Make an exact copy of all the data.

→ **ENTRIES PROVIDED**:
╭──

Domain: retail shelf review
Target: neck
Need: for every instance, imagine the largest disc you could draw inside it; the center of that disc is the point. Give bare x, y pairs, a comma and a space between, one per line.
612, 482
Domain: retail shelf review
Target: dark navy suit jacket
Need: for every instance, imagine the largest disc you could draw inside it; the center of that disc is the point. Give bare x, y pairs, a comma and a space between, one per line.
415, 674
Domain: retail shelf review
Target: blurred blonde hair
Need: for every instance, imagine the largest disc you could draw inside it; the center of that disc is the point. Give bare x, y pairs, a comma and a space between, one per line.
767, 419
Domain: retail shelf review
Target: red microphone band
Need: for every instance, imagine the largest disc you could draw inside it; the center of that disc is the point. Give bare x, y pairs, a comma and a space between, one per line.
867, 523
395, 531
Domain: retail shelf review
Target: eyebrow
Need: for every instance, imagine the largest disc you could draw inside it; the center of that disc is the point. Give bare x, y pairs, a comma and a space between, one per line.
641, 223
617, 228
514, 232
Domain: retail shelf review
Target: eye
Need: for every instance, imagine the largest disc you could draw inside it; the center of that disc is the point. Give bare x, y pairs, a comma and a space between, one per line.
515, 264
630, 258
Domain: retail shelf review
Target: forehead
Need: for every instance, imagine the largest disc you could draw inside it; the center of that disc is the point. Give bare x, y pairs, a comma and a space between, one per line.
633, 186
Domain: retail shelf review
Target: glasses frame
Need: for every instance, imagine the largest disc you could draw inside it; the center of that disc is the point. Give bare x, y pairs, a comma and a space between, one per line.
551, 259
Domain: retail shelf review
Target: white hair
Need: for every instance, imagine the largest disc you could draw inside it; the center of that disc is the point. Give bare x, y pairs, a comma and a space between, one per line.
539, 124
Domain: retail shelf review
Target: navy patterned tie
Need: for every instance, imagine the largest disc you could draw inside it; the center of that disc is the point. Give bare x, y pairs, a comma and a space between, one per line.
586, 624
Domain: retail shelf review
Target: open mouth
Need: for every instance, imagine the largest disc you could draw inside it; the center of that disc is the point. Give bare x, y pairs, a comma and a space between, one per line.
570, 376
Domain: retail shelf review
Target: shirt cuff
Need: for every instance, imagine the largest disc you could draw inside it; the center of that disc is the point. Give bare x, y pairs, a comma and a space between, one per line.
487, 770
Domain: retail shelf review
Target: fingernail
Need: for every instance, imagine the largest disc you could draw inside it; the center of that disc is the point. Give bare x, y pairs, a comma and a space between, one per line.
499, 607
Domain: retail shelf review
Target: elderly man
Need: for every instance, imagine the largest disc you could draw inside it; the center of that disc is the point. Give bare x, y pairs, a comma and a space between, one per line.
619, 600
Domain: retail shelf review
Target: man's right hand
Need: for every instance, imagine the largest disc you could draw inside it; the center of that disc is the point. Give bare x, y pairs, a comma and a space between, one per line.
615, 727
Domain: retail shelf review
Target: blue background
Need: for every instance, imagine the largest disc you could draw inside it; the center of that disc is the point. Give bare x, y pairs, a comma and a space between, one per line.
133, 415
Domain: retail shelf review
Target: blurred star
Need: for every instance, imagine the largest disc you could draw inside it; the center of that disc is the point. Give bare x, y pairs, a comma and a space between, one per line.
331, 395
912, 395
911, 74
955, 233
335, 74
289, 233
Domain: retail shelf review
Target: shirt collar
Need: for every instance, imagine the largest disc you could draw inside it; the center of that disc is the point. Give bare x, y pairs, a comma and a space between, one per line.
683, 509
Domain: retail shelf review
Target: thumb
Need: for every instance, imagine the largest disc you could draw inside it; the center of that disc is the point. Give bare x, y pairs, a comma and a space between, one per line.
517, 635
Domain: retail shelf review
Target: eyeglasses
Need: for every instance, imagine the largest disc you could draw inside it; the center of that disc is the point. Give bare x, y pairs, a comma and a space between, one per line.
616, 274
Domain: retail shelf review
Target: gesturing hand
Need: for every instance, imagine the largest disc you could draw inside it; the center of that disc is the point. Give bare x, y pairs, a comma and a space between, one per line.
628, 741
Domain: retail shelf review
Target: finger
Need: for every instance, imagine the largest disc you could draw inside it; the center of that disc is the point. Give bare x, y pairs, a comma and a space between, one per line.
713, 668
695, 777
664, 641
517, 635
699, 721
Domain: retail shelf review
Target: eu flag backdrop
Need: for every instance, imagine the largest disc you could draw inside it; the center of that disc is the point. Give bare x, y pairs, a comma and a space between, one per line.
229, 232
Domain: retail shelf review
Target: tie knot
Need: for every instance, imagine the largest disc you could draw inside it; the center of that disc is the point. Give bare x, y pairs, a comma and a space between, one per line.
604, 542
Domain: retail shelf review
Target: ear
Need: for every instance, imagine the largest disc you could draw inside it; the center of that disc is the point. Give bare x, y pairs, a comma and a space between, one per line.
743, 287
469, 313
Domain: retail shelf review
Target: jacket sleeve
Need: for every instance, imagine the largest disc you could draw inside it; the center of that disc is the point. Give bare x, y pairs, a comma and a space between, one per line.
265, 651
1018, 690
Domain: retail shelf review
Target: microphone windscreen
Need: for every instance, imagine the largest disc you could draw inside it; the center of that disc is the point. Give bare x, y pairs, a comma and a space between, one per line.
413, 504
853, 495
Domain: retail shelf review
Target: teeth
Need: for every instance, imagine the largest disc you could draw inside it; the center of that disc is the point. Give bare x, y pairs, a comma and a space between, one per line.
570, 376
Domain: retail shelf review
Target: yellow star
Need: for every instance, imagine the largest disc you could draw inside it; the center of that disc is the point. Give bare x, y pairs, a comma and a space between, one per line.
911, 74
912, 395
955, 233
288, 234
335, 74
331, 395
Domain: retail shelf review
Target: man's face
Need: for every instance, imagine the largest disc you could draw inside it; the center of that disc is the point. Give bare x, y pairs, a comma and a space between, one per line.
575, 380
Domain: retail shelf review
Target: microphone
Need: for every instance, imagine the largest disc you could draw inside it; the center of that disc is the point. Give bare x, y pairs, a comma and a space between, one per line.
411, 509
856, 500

╰──

→ **REPLY**:
Domain: retail shelf review
Target: neck
Need: for every instance, imagine the largest disc you could draw inside it; the center of that disc is the point. Give bare x, y pairs, a comma and a space between, one per line.
612, 482
Domain: retail shelf review
Target: dark navy suit jacket
Need: for every instance, imagine the largest disc you could draw inside it; the center of that disc is the point. Give bare x, y pairs, a comma and a space between, one per line.
415, 674
Domain: retail shelf review
Target: blurred blonde hair
Need: for every instance, imagine the largest disc you could draw inside it; the center of that disc is the point. Give bare x, y pairs, a comma and a space between, one per line.
767, 419
Domain: retail shelf review
Target: red microphone band
Need: for every instance, imagine the largest disc you could draw inside it; the center of that disc is the point. Give bare x, y pairs, a comma and a space between, one per line.
867, 523
395, 531
Domain: retail shelf review
Target: eyebrow
Need: for every instance, imagine the largest disc you could draw inside it; the center of that disc is the point. Give bare x, y pairs, a comma and a space between, one per line.
641, 223
617, 228
514, 232
Domain: retail shelf review
Target: eye
Need: for every instance, imagine the largest disc you could draw inside it; the center of that disc is the point. Give bare x, y pairs, a comma and a space between, one per line.
515, 264
630, 258
Domain: retail shelf review
Target: forehead
Need: for every instance, imagine the largest disc you could draw inside it; the center of that disc is the point. Give bare x, y pairs, a comma and a space between, one per line.
633, 186
Domain: retail shelf review
Target: glasses frame
Need: for every instance, imagine the largest disc you could draw inside it; the center of that disc is the point. Give bare x, y pairs, a comma and a space between, one per line.
551, 259
Domain: retail shelf review
Target: white hair
Need: for every instance, imagine the largest disc you could draw inside it; the center of that disc is the point. Give bare x, y pairs, a comma and a space between, one per line.
539, 124
Domain: retail shelf review
Target: navy patterned tie
Need: for every instance, imagine the largest disc you could draw inside it; the center of that disc is the point. Give bare x, y pairs, a comma and a space between, one per line.
586, 624
Domain: retail shelf review
Target: open mouth
Need: for every instance, imagine the largest disc you could draw inside it; the center of that disc is the point. Give bare x, y pairs, a comma and a space between, one per line.
570, 376
Domain: retail shelf review
Target: shirt cuff
Need: for every instance, imagine the largest disc you could draw inside it; the center of that disc is the point. Give bare x, y pairs, a comma and a space between, one per line.
487, 770
Domain: retail shelf review
Target: fingernail
Need: for every instance, imagine the largest disc you could draw inside it; the center of that disc is the point. Give bare x, y pairs, a comma and a space between, one per line.
499, 607
Domain: retail shelf review
Target: elderly man
Need: for every instance, imagine the largest disc you could draw inside it; the center of that disc is the point. Give bare x, y pairs, a comma and a space between, one per line.
619, 600
Domain: retail shelf review
Target: man's right hand
Need: for every instance, imagine the largest disc you could draw inside it; the center of that disc is the point. Give bare x, y pairs, a comma and a space between, one per line.
615, 727
Domain: retail shelf review
Target: blue background
Need: for every instance, imagine the largest disc you could draw inside it; the center of that disc is the point. Give bare x, y pairs, a comma and a space between, one per line.
133, 415
Domain: retail shelf review
Target: blurred star
Need: for every instance, imagine the largest disc you could draw inside it; the center of that disc is the point. Give bare x, y pairs, a comma and a space between, one per line.
331, 395
912, 395
911, 74
955, 233
335, 74
289, 233
Domain: retail shelf review
Target: shirt collar
Need: for every instance, imagine the largest disc you could draw inside it; the center of that disc is the point. Give bare x, y pairs, a comma and a space between, one per line.
683, 509
Domain: retail shelf review
Target: thumb
Need: for every instance, imagine the largest disc you could draw inside it; the center of that disc is the point. Give bare x, y pairs, a comma and a space between, one per line.
517, 635
Domain: retail shelf review
Target: eyeglasses
Need: for every instance, imagine the largest disc you could draw inside it; the center of that disc is the point. Give bare x, y pairs, a comma and a space between, one per line.
616, 274
Domain: retail shelf review
Target: gesturing hand
Need: for every instance, imagine the largest disc you could draw inside it; the center of that disc is the point. Give bare x, y pairs, a comma and a space between, one per line.
628, 741
Domain: retail shelf review
Target: finger
Need: for every instance, imagine the largest disc you could draw inside it; the center of that disc is the point. Give bare x, y pairs, a comma and a space between, one per line.
713, 668
695, 777
664, 641
517, 635
699, 721
Domain: retail shelf review
Target: eu flag backdrop
Need: for every instance, imagine the largest disc you could draw inside it; the center of that disc is the point. Give bare x, y pairs, a comma and a space between, one per line.
229, 232
Domain: retail shelf review
Target: tie knot
Need: for every instance, imagine the largest disc you could draw inside it; the center of that disc is the point. Give bare x, y pairs, a comma and a space between, one per line.
604, 542
Domain: retail shelf review
Target: ear
Need: for every instance, imagine the largest disc you could draw inside it; the center of that disc is the point. Give bare x, y pairs, a comma and a space between, one per line.
743, 287
469, 313
Domain: retail shelf review
Target: jacket sleeve
Need: for every instance, imagine the largest disc you could draw inside it; the center of that disc is the point. Give bare x, y pairs, a comma and a space between, one per line.
265, 651
1018, 690
Domain: retail shelf review
Target: microphone windscreen
Need: for every instance, imagine the largest disc you could draw inside it; the center of that disc is the point. Give bare x, y pairs, a comma and a space between, one per line.
413, 504
853, 495
Domain: retail shelf review
Target: teeth
Need: for every instance, imagine the largest disc you could draw inside it; the center of that disc is the point. Give bare x, y pairs, a comma and a space between, one per line.
570, 376
Domain: retail shelf review
Target: yellow star
Need: for every instance, imagine the largest disc you could draw inside it; the center of that disc is the point. Give bare x, y pairs, a comma and a space between, one per line.
911, 74
912, 395
955, 233
288, 234
335, 74
331, 395
Domain: retail shelf review
Target: man's face
Need: for every instance, imagine the largest disc you could draw inside it; the center of that disc is the point. Give bare x, y pairs, a comma and a space between, one per line.
575, 380
Domain: retail shelf review
Target: microphone
Need: for every instance, imagine the largest disc you could draw inside it; the center of that disc is the point. Give bare x, y pairs, a comma and a space between, one per line.
411, 509
856, 500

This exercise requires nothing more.